» Exercise goal:
In the selection on Khatri's poem "Two-Minute Silence," what is named as the root cause of there being various centers?

» Selection:
====================

C.L. Khatri’s poem “Two-Minute Silence” seems to be inspired by W.B. Yeats’ poem “The Second Coming”, which reveals the failure of the centre for not holding the things, the consequences of which are bloodshed, chaos and anarchy.  

 

Turning and turning in the widening gyre

The falcon cannot hear the falconer;

Things fall apart; the centre cannot hold;

Mere anarchy is loosed upon the world,

The blood-dimmed tide is loosed, and everywhere

The ceremony of innocence is drowned;

The best lack all conviction, while the worst

Are full of passionate intensity.

 

Surely some revelation is at hand;

Surely the Second Coming is at hand…

And what rough beast, its hour come round at last,

Slouches towards Bethlehem to be born?

 

 (“The Second Coming”, Selected Poetry 99-100)

 

The poet in Yeats laments for the loss of the centre which has resulted in chaos. He sees all the things falling apart and the failure of the centre for not holding them. He sees the naked dance of anarchy and the drowning of innocence. Though he waits for the second coming, he is not much hopeful for the future. The poem ‘Two Minute Silence’ also reveals the truth of the loss of one centre. Centre has given birth to many centres and each centre considers itself the only valid centre. Centres clash within themselves. This clash gives birth to chaos, disorder and reversal. Due to the presence of many centres, the concept of one centre has lost its power. The poet in Khatri asks the people to observe two-minute silence over the loss of one centre—the centre that would bind all into one in order to maintain discipline by having control over all the activities including institutional, political, social, and even personal ones. The centre is one though its form may differ at different levels. Centre may appear in Parliament when it is a question of security and progress of the nation. It may appear in Parents when it is a question of binding all the members of the family. But, today the equation is quite reverse to what it was yesterday. Globalization has reversed all the traditional and ceremonial equations of the past. This reversal has resulted in reversal syndrome and the absence of one centre. The things that were on the periphery have displaced all the things that were on the centre. The things that used to be on the centre remain in fear of the things that were once on the periphery. Chaos dances at every centre. Everything, nay everyone has become centre. When all become centres, there will certainly be disorder, even worse than the state of pandemonium. Nothing or no one is an island but here everyone and everything is an island—the island which becomes complete in itself. Self-interest is the root cause of being various centres. Hence, everyone remains quite indifferent to others. What matters for a man is self-interest. Relationship and humanity are rusty coins which do not work in the new market value system, which is operated, rather monopolized in the name of globalization.

====================

» Available data:

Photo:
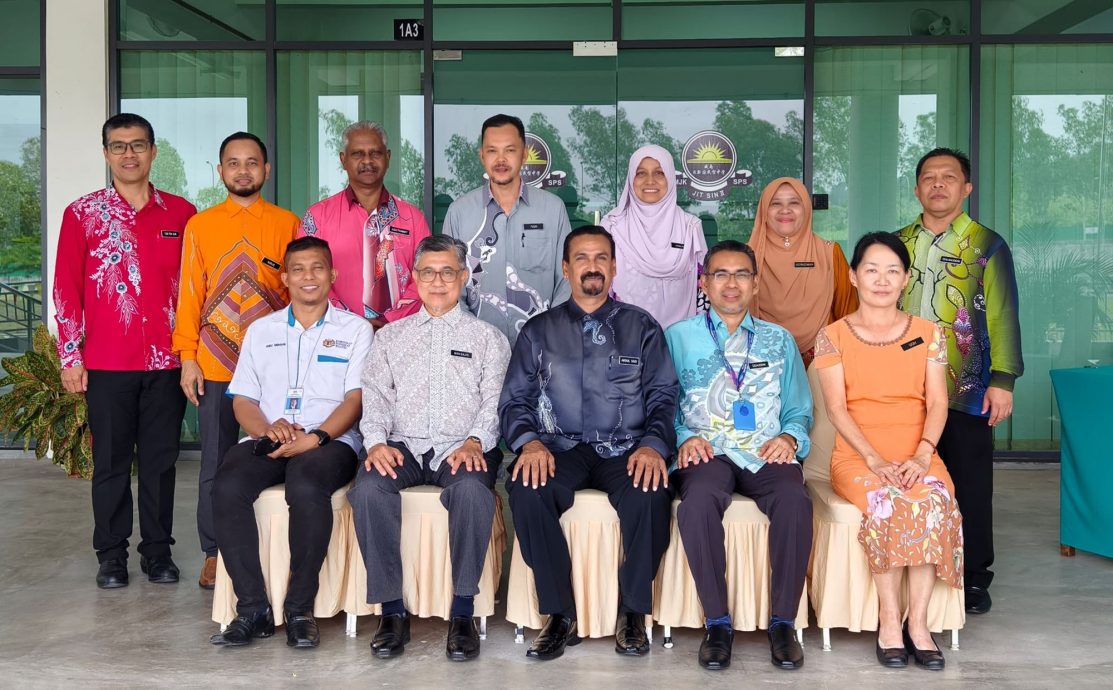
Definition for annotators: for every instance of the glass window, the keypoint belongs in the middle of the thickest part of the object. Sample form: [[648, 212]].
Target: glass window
[[518, 20], [893, 18], [20, 215], [336, 20], [20, 33], [565, 102], [732, 119], [665, 19], [196, 20], [877, 110], [1046, 178], [1046, 18], [321, 94]]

====================

» The output:
Self-interest.